BRIEF:
Find every line in the entries below that contains the word "wall", and copy each one.

DATASET RECORDS:
.....

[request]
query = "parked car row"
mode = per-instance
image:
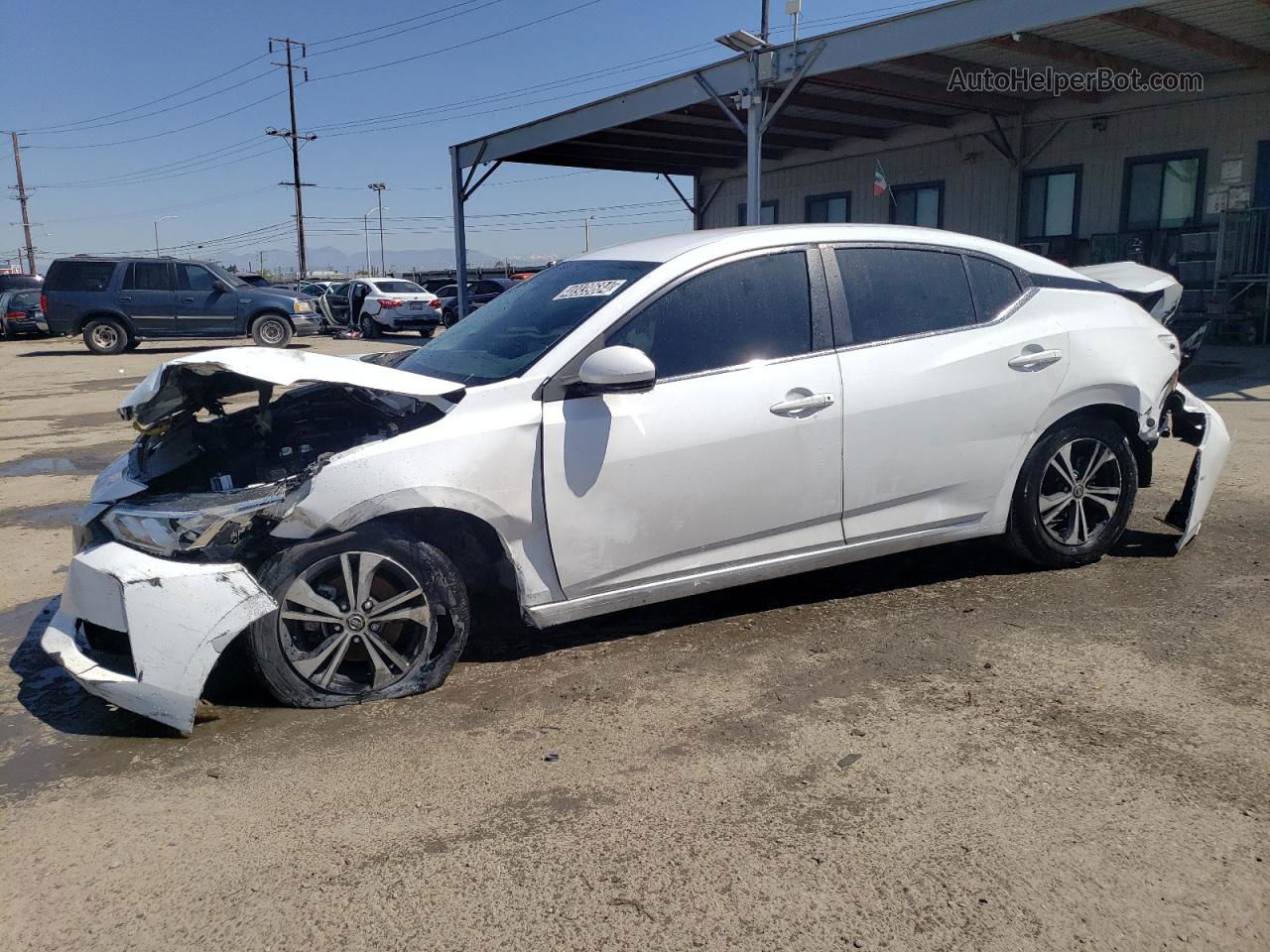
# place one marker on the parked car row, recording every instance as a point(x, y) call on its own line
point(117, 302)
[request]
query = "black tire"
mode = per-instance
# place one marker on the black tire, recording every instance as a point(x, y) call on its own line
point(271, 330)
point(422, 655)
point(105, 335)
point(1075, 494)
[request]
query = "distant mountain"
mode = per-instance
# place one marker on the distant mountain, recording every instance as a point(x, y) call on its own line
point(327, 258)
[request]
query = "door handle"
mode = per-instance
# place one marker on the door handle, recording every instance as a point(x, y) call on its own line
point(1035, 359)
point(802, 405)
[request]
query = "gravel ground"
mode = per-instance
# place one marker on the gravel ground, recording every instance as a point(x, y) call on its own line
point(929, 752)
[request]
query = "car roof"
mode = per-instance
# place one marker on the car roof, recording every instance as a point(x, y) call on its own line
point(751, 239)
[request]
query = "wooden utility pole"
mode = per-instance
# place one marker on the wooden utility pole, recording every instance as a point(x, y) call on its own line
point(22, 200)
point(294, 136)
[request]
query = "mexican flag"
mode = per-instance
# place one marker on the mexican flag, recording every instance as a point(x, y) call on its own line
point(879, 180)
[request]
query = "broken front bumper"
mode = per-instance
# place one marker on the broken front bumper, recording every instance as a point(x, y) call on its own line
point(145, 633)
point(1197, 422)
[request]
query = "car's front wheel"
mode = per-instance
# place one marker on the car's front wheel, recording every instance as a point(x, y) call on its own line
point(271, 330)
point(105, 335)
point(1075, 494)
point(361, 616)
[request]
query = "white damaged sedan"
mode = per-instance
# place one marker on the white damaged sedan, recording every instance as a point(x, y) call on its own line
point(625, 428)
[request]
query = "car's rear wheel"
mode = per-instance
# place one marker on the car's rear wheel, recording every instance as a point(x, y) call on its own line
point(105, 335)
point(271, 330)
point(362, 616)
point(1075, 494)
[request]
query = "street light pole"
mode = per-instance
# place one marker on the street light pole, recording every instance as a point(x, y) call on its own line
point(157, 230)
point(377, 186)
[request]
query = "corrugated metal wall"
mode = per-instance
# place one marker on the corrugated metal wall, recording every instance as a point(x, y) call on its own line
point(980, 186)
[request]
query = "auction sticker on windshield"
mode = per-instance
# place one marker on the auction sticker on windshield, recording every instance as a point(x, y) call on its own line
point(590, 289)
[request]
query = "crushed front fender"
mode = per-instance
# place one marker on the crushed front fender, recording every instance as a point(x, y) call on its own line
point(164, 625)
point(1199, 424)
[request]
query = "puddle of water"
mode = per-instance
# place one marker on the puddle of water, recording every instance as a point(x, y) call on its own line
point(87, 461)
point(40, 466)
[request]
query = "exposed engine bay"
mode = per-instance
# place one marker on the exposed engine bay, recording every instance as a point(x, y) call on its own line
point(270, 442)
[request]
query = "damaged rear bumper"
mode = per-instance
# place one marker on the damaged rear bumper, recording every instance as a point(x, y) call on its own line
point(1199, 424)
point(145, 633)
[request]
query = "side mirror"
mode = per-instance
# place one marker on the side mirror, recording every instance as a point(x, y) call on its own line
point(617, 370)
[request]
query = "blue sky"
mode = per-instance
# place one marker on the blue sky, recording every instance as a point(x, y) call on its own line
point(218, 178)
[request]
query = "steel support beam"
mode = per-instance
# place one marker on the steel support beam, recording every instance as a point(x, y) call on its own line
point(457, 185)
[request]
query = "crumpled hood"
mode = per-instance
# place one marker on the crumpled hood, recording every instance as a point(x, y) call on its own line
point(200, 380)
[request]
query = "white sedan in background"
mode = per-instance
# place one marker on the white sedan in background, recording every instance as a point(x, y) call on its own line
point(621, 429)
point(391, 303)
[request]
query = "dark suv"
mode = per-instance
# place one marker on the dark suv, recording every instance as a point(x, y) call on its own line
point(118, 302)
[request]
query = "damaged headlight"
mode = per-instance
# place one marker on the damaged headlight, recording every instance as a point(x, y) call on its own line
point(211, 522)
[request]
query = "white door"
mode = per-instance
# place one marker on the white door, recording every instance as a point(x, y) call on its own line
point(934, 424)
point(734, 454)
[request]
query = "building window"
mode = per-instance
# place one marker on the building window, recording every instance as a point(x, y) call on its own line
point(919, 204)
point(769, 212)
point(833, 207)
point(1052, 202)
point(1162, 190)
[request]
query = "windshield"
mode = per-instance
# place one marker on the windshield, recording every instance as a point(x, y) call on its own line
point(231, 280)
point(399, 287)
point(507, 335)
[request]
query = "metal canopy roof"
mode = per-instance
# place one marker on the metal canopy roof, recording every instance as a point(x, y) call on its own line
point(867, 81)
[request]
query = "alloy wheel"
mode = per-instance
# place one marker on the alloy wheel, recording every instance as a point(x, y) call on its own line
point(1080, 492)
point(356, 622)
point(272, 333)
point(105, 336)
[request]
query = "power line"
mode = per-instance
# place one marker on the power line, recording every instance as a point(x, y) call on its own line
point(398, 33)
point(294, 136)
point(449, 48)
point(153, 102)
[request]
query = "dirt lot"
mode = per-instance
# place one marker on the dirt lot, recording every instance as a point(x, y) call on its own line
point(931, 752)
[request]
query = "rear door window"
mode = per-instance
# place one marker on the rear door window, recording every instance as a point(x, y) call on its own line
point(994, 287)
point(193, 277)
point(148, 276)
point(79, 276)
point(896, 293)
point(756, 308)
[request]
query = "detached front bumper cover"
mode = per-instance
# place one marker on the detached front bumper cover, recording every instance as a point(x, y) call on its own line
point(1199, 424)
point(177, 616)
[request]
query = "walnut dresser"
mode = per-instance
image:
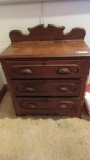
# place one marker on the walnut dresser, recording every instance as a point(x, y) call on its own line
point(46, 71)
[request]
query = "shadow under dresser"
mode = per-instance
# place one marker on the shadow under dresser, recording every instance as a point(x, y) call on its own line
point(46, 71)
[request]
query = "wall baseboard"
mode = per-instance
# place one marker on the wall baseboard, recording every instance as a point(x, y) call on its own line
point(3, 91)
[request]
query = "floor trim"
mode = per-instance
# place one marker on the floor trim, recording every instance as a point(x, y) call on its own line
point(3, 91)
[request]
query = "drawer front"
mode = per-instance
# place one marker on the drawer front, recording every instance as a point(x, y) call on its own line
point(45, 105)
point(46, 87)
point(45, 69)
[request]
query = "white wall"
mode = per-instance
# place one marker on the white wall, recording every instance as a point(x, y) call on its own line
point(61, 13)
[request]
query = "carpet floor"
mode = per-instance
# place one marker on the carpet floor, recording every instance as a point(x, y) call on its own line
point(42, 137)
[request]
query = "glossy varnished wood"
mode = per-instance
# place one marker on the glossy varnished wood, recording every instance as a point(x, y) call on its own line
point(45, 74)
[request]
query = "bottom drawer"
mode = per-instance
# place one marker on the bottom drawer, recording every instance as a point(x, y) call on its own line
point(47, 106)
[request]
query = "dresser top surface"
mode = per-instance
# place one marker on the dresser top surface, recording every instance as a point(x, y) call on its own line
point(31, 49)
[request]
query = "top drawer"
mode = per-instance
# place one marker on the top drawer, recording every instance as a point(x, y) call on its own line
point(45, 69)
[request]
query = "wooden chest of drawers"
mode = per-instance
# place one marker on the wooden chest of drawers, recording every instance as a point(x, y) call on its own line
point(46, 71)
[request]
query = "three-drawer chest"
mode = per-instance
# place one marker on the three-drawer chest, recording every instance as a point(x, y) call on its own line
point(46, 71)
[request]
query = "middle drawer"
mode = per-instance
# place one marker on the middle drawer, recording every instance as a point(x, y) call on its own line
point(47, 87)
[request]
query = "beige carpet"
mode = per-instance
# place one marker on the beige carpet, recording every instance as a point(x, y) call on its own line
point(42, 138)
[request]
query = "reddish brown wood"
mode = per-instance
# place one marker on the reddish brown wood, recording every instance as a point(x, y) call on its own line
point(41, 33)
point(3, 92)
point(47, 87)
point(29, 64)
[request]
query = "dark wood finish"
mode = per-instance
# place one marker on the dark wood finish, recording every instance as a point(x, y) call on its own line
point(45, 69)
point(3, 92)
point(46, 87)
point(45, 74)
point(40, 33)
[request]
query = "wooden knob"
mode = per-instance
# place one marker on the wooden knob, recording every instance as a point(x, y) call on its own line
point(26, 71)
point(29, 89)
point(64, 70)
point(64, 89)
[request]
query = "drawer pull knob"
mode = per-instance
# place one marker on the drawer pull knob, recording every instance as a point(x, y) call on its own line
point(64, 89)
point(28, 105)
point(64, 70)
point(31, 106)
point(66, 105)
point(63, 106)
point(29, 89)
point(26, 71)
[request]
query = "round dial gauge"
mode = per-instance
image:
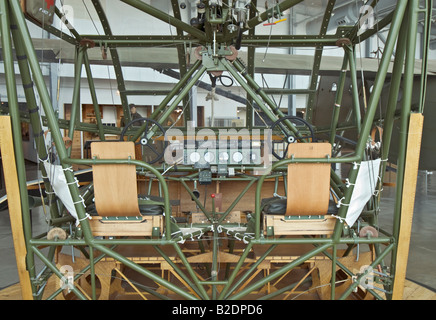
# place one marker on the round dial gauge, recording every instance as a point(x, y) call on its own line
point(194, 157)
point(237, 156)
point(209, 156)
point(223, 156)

.....

ANSWER FOR THIS EXERCISE:
query = "corrugated metal wall"
# place one marker on the corrugated metal wall, recording every instance as a point(x, y) call on its own line
query = "wall baseboard"
# place one marker on the wall baseboard, recording every instance as a point(x, y) call on its own line
query = "white wall"
# place one marker on the white wall, recording every instance as a point(x, y) call on its own line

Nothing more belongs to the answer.